Install Ansible on CentOS 7

For an overview of what is Ansible – Getting started with Ansible

For this tutorial we are using 3 VMs, with IPs and hostnames – one Ansible controller/manager (ansible-controller) which will be doing the provisioning on the two remote servers i.e. ansible-node1 and ansible-node2:
192.168.40.192 ansible-controller
192.168.40.193 ansible-node1
192.168.40.194 ansible-node2
ansible-controller‘ is the manger node, the one performing the provisioning on the rest of the hosts i.e. on ansible-controller we’ll be installing and configuring Ansible.


Step 0 – preliminary steps

Disbale SELinux

$ sudo set enforce 0
The above command will disable SELinux for the session i.e. until next reboot – to permanently disable it set SELINUX=disabled in /etc/selinux/config file.

Stop Firewalld

As ansible controller needs to access the remote host (via ssh – default port 22)
$ sudo systemctl stop firewalld

Step 1- Installation

Unlike other main configuration management tools, like Chef and Puppet, which require you to install the tool on all the nodes i.e. the contoller/manager node, as well as the managed nodes. Whereas, to use Ansible you’ll be required to install it only on the master/controller/manager node, the one which ‘ll be performing provisioning on all the other nodes.

Install EPEL repo

EPEL (Extra Packages for Enterprise Linux) is an open-source and free community based repository maintained by Fedora team – lists a lot of open-source packages for Fedora, RHEL (Red Hat Enterprise Linux), CentOS, and Scientific Linux. Ansible is also available via EPEL repo.
sudo yum -y install epel-release

Install Ansible

 sudo yum -y install ansible

Step 2 – Generate and share the SSH key

To perform any deployment or management from the Ansible controller to the remote hosts first we need to create and copy the ssh keys to all the remote hosts.
For password-less access you need to share the Ansible controller’s public key i.e. copy the key to all the remote hosts, where you need to perform provisioning.

### Work to be completed
Write the next part of the tutorial above on installing Ansible on CentOS 7, starting right after its last sentence.

### Information shown
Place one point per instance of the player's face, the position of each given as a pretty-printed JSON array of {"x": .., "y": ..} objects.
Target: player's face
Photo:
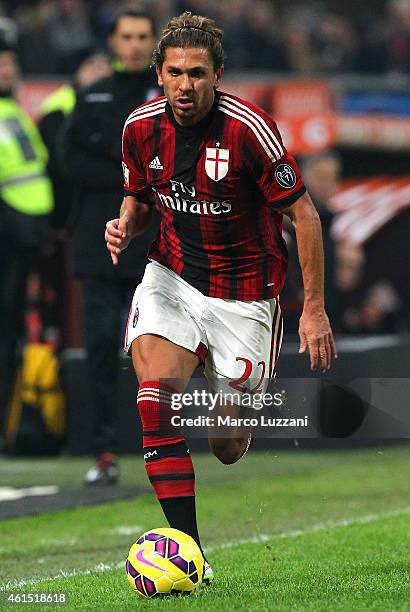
[
  {"x": 133, "y": 42},
  {"x": 189, "y": 79},
  {"x": 8, "y": 70}
]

### Response for this exercise
Generate SSH key

$ ssh-keygen -t rsa -b 4096
Ansible ssh-keygen

Copy the public key

Once the private-public key pair is generated, next is to place the public key on the remote servers that we want to use (for a password-less and secure authentication). It is required to add the public key (content of id_rsa.pub) in the remote host’s $HOME/.ssh/authorized_keys. The recommended way is to use the ssh-copy-id command, you need to specify the user and host, and it’ll copy the key i.e. add it to authorized_keys.
$ ssh-copy-id nahmed@192.168.40.193
Ansible ssh-copy
$ ssh-copy-id nahmed@192.168.40.194
Ansible ssh-copy

Verify SSH

Let’s now verify if ssh authentication is working fine, by ssh-ing into the remote servers.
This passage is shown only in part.